• [WORK ORDER 1]
Set down the passage on Chavez's illness word for word, starting at "The government’s official" and ending at "Venezuela’s closest ally.".
• [WORK ORDER 2]
Summarize the passage on Chavez's illness in two sentences.
• [WORK ORDER 3]
Answer these questions from the passage on Chavez's illness, giving each answer on its own line marked (a), (b) and (c).
(a) According to the government's official account, during a meeting with whom did Chavez begin suffering from abdominal pain?
(b) What did the government officially say Chavez underwent surgery for?
(c) For how long did Chavez's brother, Adan, say the president would remain in Havana?

• [QUOTED PASSAGE]
Ever since [T]hugo came to power, he's cultivated a cult of personality and attempted to consolidate power in himself. He's surrounded himself with nothing but yes men, and with that situation, no one knows who exactly would assume power should Chavez not recover - or if he's incapacitated for any significant period of time.
The departure of Chavez for so long, particularly from the airwaves that he commandeers frequently in Venezuela, has prompted a heated debate over who would, or should, be in charge of the country. In a government that political analysts say is filled with yes-men who rarely question his decisions, Chavez’s illness has exposed the lack of any reliable leader to replace him.
“He has been centralizing power during 12 years now, putting himself in the foreground as the only and indispensable leader,” Demetrio Boersner, a historian and former Venezuelan diplomat, said by phone from Caracas. “So right now, there is no personality within the governing party that seems like the logical substitute in case it would be necessary to replace him.”
The government’s official account is that Chavez began suffering from abdominal pain during a meeting with Fidel Castro in Havana and was rushed to surgery.
Chavez, who turns 57 next month, soon phoned Venezuela’s main state television station to say he was recovering and there was no “malignant” illness. Officially, the government said that Chavez underwent surgery for a “pelvic abscess,” which is pus in the abdomen brought on by infection or other causes. Government officials said the president continued to sign bills and govern from Cuba, Venezuela’s closest ally.
“We don’t know what this pelvic abscess is about,” said Fernando Coronil, author of “The Magical State,” a book about pre-Chavez Venezuela. “He mentioned that there was some biopsy. There is no malignancy. But given the secrecy and given the delicate situation, we don’t know if that’s actually accurate.”
Since Chavez’s first explanation after the surgery, the only purported messages have been from the president’s Twitter account, the latest on Friday, when he sent a “big hug to my soldiers and my beloved people.”
His brother, Adan, said on Wednesday that Chavez was recuperating. He said the president would remain in Havana for 10 to 12 days, which would put Chavez back in Caracas in time for a previously scheduled summit of Caribbean nations.

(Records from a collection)
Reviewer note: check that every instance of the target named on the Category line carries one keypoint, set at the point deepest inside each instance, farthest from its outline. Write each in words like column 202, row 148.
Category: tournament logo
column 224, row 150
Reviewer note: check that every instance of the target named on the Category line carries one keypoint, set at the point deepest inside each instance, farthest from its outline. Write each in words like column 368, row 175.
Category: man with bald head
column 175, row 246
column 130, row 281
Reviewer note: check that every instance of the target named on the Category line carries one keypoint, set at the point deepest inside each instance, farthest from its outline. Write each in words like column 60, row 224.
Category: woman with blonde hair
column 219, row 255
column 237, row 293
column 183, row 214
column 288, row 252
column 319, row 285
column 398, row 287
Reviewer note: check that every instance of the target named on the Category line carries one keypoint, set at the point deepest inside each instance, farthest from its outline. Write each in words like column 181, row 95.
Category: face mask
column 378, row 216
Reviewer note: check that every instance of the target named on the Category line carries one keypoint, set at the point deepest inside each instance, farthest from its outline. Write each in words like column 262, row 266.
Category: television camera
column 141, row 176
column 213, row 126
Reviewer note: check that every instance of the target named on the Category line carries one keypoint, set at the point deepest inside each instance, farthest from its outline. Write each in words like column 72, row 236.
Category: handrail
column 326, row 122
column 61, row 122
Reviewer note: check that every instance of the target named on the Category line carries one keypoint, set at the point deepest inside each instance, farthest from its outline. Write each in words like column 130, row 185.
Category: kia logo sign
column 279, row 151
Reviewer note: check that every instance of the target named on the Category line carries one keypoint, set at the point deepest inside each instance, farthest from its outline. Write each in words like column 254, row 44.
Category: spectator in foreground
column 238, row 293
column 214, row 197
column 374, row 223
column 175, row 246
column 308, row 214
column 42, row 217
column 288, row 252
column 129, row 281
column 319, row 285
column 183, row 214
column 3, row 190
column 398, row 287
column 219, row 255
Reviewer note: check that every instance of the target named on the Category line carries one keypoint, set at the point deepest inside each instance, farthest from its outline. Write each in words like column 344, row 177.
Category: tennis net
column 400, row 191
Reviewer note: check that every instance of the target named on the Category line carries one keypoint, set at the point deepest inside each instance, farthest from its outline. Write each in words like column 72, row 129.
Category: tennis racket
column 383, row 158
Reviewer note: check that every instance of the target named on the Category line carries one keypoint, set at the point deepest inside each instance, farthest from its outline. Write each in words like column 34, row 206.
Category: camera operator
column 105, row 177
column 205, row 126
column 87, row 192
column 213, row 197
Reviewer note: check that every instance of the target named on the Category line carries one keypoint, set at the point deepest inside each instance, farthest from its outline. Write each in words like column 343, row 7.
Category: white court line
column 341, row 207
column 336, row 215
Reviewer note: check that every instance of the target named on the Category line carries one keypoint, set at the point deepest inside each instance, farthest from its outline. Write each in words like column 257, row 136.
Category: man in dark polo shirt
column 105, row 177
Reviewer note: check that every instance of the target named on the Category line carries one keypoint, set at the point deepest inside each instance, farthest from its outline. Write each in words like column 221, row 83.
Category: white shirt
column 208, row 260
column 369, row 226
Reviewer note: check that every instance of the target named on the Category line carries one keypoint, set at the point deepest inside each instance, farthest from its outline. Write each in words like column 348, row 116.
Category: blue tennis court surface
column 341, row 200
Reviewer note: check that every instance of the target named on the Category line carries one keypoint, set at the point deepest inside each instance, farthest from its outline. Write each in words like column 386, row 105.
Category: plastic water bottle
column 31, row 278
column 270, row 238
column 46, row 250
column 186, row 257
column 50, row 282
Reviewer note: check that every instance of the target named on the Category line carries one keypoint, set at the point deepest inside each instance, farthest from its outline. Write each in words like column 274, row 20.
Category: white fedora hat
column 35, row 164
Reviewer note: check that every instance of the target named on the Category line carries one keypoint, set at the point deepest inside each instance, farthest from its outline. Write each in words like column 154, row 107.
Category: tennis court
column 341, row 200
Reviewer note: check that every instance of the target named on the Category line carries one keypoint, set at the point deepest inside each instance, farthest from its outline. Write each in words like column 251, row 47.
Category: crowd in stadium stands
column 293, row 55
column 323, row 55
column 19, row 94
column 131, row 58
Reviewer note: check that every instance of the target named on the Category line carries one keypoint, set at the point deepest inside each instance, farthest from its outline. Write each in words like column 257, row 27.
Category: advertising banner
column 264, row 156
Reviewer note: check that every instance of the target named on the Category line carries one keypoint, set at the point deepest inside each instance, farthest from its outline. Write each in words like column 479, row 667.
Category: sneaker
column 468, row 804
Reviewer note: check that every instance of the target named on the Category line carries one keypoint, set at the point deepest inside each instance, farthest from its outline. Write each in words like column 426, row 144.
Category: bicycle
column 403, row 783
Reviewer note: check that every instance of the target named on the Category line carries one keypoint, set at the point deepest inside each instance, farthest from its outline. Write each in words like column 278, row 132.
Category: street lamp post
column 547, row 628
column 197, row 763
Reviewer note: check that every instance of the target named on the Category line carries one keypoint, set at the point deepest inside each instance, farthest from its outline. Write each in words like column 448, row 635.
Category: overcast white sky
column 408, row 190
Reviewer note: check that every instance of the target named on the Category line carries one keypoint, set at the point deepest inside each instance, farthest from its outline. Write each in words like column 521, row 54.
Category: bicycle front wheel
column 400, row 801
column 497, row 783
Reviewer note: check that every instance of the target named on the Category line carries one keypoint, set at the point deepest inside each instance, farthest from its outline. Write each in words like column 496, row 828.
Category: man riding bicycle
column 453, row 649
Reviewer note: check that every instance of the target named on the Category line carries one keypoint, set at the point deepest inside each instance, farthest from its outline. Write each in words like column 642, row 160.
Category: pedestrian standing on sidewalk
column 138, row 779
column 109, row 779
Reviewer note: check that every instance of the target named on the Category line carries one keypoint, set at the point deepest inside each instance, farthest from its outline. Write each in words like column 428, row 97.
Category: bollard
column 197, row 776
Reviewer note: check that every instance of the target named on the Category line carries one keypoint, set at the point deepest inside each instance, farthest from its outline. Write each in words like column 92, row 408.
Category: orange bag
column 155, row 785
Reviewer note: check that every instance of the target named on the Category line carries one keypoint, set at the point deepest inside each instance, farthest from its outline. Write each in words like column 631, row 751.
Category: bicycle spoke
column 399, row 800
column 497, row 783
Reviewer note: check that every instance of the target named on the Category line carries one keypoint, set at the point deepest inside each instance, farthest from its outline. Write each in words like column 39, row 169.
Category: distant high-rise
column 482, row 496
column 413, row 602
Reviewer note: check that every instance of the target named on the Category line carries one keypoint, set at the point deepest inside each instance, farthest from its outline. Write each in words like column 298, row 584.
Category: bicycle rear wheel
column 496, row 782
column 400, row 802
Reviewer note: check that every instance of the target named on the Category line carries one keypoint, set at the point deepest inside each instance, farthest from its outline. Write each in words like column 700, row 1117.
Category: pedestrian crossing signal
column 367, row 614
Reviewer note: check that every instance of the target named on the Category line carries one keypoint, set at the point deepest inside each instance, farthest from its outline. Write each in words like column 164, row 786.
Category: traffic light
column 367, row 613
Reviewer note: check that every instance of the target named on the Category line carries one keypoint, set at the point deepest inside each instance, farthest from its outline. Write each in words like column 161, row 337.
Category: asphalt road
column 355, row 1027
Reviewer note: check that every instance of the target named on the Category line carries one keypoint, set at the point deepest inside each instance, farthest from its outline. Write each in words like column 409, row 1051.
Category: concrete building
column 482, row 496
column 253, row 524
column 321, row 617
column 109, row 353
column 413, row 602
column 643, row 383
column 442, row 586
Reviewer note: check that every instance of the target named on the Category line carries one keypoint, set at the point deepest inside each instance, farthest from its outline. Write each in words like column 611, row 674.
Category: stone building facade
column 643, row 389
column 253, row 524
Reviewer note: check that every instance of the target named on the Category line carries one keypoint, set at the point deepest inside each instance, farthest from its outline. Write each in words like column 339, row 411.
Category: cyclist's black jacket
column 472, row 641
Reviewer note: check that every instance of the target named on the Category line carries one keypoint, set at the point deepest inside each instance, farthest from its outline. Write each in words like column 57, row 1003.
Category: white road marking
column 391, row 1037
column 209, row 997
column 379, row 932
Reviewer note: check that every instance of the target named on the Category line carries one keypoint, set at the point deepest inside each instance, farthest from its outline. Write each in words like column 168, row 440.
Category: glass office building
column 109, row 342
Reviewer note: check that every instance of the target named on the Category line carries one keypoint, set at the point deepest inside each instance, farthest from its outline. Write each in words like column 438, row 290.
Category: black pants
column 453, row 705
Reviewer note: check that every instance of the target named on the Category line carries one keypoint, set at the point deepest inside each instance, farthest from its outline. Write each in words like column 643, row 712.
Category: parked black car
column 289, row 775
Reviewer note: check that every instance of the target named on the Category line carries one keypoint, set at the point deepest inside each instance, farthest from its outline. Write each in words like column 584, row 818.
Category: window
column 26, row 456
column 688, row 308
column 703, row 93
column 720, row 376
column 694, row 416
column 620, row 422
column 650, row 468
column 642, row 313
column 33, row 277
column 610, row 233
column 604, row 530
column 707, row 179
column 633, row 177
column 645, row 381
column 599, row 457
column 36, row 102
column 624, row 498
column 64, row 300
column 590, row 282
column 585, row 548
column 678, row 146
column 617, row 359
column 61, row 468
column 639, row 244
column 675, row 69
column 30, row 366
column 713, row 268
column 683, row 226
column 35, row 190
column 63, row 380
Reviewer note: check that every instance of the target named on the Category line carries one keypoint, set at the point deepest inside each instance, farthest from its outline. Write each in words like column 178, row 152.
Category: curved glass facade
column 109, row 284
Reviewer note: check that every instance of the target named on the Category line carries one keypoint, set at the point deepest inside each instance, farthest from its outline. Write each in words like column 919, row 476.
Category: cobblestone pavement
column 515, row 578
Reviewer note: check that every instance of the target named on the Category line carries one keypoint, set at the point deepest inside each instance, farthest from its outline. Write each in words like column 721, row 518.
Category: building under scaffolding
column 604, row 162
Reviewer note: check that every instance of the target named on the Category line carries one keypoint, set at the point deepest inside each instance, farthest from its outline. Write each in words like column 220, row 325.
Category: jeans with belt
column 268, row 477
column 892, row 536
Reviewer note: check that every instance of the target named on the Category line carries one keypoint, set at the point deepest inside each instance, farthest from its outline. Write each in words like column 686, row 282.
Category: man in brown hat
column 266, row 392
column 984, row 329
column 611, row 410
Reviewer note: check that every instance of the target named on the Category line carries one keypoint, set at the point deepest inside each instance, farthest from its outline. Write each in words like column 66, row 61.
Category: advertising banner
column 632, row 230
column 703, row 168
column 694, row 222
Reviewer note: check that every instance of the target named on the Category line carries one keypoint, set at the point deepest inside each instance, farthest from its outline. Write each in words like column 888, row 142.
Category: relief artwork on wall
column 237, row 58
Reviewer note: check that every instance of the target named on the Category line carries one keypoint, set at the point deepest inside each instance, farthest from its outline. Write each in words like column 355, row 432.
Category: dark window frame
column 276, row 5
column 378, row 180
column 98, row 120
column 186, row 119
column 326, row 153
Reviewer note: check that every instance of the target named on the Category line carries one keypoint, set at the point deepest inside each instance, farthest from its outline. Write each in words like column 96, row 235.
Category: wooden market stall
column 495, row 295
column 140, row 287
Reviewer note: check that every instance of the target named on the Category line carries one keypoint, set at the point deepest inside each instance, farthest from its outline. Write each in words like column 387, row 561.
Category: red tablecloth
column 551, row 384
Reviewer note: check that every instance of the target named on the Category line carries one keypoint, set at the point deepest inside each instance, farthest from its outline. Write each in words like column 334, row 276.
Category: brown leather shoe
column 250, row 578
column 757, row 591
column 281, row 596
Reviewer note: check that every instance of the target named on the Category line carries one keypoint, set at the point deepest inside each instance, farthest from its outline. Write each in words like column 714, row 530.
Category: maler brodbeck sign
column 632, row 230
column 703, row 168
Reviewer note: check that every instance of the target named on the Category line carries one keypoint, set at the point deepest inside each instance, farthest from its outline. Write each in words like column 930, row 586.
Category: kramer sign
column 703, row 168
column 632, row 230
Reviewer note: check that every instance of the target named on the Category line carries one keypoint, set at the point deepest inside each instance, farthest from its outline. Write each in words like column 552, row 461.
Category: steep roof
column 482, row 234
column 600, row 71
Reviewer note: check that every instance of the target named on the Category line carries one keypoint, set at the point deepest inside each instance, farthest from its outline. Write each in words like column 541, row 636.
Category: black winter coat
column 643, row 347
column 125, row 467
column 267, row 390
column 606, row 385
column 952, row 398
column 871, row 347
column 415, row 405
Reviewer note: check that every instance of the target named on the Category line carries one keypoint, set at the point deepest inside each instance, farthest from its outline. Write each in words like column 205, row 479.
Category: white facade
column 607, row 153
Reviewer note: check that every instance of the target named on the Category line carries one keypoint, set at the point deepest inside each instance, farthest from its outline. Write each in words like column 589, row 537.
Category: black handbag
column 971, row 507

• [EXPECTED ANSWER 1]
The government’s official account is that Chavez began suffering from abdominal pain during a meeting with Fidel Castro in Havana and was rushed to surgery.
Chavez, who turns 57 next month, soon phoned Venezuela’s main state television station to say he was recovering and there was no “malignant” illness. Officially, the government said that Chavez underwent surgery for a “pelvic abscess,” which is pus in the abdomen brought on by infection or other causes. Government officials said the president continued to sign bills and govern from Cuba, Venezuela’s closest ally.

• [EXPECTED ANSWER 2]
Chavez's long absence after surgery has prompted a heated debate over who should lead Venezuela, and analysts say his centralizing of power among yes-men has left no reliable leader to replace him. The government says he had surgery in Cuba for a pelvic abscess with no malignant illness, but secrecy has left observers unsure, and his brother said he would stay in Havana for 10 to 12 days.

• [EXPECTED ANSWER 3]
(a) Fidel Castro
(b) A "pelvic abscess"
(c) 10 to 12 days